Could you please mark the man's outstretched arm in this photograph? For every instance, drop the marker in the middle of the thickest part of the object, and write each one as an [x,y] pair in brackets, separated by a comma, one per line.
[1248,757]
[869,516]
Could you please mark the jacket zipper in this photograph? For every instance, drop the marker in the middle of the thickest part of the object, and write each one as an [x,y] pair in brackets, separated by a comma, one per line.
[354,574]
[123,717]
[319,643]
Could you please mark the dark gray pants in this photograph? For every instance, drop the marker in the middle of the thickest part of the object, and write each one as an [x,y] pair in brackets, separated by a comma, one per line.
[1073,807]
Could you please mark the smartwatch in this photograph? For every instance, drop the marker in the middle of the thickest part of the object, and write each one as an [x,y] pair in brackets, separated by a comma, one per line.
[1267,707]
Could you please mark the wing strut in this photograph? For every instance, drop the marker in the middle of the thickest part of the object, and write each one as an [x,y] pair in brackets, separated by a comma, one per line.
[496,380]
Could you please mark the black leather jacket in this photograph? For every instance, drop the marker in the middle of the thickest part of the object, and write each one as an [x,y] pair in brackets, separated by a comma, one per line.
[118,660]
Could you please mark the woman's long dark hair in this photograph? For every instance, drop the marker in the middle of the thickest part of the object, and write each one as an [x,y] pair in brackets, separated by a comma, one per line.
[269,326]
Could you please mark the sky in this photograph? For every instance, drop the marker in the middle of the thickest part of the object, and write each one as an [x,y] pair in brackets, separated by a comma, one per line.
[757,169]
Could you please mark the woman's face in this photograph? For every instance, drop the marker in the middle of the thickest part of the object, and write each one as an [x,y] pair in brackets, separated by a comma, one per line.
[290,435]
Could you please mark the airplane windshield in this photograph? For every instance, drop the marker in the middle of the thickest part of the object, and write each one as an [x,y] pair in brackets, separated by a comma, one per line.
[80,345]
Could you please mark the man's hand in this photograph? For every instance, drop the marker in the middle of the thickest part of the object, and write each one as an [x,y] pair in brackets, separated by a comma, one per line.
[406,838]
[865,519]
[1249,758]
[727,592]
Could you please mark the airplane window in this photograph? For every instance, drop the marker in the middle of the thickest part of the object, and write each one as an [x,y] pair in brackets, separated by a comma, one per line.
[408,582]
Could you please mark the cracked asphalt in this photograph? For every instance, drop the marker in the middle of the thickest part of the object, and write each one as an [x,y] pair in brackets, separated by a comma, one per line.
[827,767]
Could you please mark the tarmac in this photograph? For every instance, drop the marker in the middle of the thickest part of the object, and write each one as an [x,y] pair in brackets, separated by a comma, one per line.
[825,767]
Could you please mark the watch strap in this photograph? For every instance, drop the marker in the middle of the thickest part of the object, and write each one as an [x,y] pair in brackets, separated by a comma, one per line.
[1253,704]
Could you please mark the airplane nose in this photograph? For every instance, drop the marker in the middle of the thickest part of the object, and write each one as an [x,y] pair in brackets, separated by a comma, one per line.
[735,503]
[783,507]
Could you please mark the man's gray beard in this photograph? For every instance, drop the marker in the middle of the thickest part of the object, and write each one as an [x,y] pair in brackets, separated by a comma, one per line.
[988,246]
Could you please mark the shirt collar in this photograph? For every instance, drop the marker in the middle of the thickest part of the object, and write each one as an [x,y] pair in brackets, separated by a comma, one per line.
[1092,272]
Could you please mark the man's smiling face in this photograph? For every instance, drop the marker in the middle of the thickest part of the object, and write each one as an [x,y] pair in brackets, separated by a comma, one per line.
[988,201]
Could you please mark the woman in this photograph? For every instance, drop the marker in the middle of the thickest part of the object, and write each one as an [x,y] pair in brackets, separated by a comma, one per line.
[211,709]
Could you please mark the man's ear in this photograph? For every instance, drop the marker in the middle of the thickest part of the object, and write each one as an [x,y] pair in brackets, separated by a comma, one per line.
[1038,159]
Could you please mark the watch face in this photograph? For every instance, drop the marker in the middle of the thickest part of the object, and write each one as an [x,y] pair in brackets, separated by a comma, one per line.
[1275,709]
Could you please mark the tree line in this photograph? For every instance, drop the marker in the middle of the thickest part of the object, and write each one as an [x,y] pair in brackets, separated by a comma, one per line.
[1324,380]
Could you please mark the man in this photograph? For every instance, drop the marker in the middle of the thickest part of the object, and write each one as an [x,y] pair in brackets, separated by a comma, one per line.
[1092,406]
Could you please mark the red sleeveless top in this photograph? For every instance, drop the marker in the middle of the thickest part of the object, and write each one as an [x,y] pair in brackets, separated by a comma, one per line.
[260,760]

■ ■ ■ ■

=== TASK OBJECTIVE ===
Please output every record exactly as it appears.

=== RESPONSE BELOW ===
Could you please mark the man's outstretched arm in this photograph? For every instance, drop the marker in the middle of the thickest part of the object, and write each one as an [x,y] pair in brackets, separated by a comma, one per line.
[1248,757]
[869,516]
Could you please mark the jacket zipper in this photograph? For every instance, drop the marker in the middle of the thickest part of the object, and write each one as an [x,y] pair in brackets, separated by a comma, one per line.
[354,574]
[123,717]
[319,643]
Could you please mark the dark gray pants in this photograph? For every instance, drop the marker in the middle of the thickest part of the object, and write each one as an [x,y] pair in brackets, separated by a comma, one per line.
[1073,807]
Could you please mark the smartwatch in this photograph? For every instance, drop the marker in the middle of the thickest part of the object, and write each one as an [x,y] pair in brackets, separated by a comma, one per line.
[1267,707]
Could you please mark the wing strut in this photograph? For every instance, drop the marker in the middle of the thickest part of the object, and write each one as an [x,y] pair in brackets, separated by a comma, one per line.
[496,380]
Could you please mark the black leather jacket in this photograph? For every instance, drop the marker in the middle of the thickest part of the object, and write each one as an [x,y] pair in brackets, separated by a comma, one per line.
[118,660]
Could you please mark the woman's long dark hair in this photograph? For every instance, drop the marker in the middle of the thickest part of the object, and write each one as an [x,y] pair in brackets, separated by a comma, one per line.
[269,326]
Could you please mark the sky in this photograph? For every instance, drop the marker in the middle of the thickest part of the object, and write each one as an [x,y] pair in brackets, separated by a comma, one per line.
[757,169]
Could you please mark the woman's face in this photograph? For every instance, drop the marker in the middle of the thickest part of the object, and write each one as an [x,y] pair in brackets, separated by a comma, one per line.
[290,435]
Could you please mark the airplane windshield in this photograph? For every instance, drop the marker in the middle of the thickest part of the object, and write each one as an [x,y] pair in brackets, separated by a comma, one per line.
[80,345]
Could you please mark the man's hand in this photograph? For every instance, drop the marker in the middle of the thickest part of the object, and write each one as an [x,y] pair in brackets, separated by a comma, one per line.
[406,838]
[865,519]
[1249,758]
[727,592]
Could you please mark the airplane window in this photograph? For every instance, drop the marker in the middle of the thickest part of the object, and write each one as an [x,y] pair in brackets, separated by a comma, one per line.
[408,582]
Could you please mark the cracked asphalt in this photograph? For every instance, drop the marker in the middle of the thickest part of the object, and write each one as an [x,y] pair in brackets, separated by a comma, one per line.
[827,767]
Could you please mark the tarmac in this photograph? For every instance, drop the marker in the middle of the thickest part of the object, and write each one as an [x,y] pair in brackets, separated by a comma, one per line.
[825,767]
Could you please mark the watch strap in this photograph? For every instance, drop the marker in the middle of the thickest part of the object, and write each one as an [x,y] pair in brackets, separated by a comma, one per line.
[1253,704]
Could you please mark the airplane nose in this photograph? For every instance, drop the marker in the middle of the thickest part of the object, and write each one as an [x,y] pair in brackets, separated by a comma, one per line.
[735,503]
[783,507]
Could you please mark the man's gray beard in this photograph? For every instance, drop the marker in the middle of the thickest part of the object, and write each one as an [x,y] pair in brackets, separated by a comma, one per line.
[988,246]
Could you please mark the shirt collar in this photograph? For every instance, drop the marker in the middle of the thickest part of the object, and write each one as an [x,y] pair in brackets, separated by a comma, one per line.
[1092,272]
Could you please mark the man's smiling face in this photograph? For every instance, drop the marker in the middle of the thickest part of the object, and write each one as an [x,y] pair in brackets, separated by a comma, one per line.
[988,201]
Could you please mark the woman in this photograph? For every instance, drop the marker in the middle of the thickest part of the object, and write each one as an [x,y] pair in brackets, separated by a comma, one per line.
[211,709]
Could you please mark the man's ear in this photograph? For every instance, drop the marker in the middle of the thickest part of the object, and write each one as an [x,y] pair in brackets, separated by a comma, one per line.
[1038,159]
Could you please mark the watch face in this photograph? For every instance, drop the marker in the middle of the thickest part of the object, and write each one as an [x,y] pair in brackets, separated by a comma, one per line.
[1275,709]
Could you please mark the tree line in this photograph? For every instance, drop the marker in the middle of the thickest part of the object, and write each one as an [x,y] pair in brackets, separated by a comma, one per line.
[1324,380]
Could you please mark the man in this photograph? For every instance, drop the marker in the middle of the thickest part of the object, and write each one as an [x,y] pair in brackets, separated by a comma, one per line.
[1092,406]
Could you please mark the red sleeveless top in this photograph? For every instance, drop the marker in the middle of the thickest part of the object, and write each one as an [x,y] pair in brackets, separated by a comma, one per line.
[260,760]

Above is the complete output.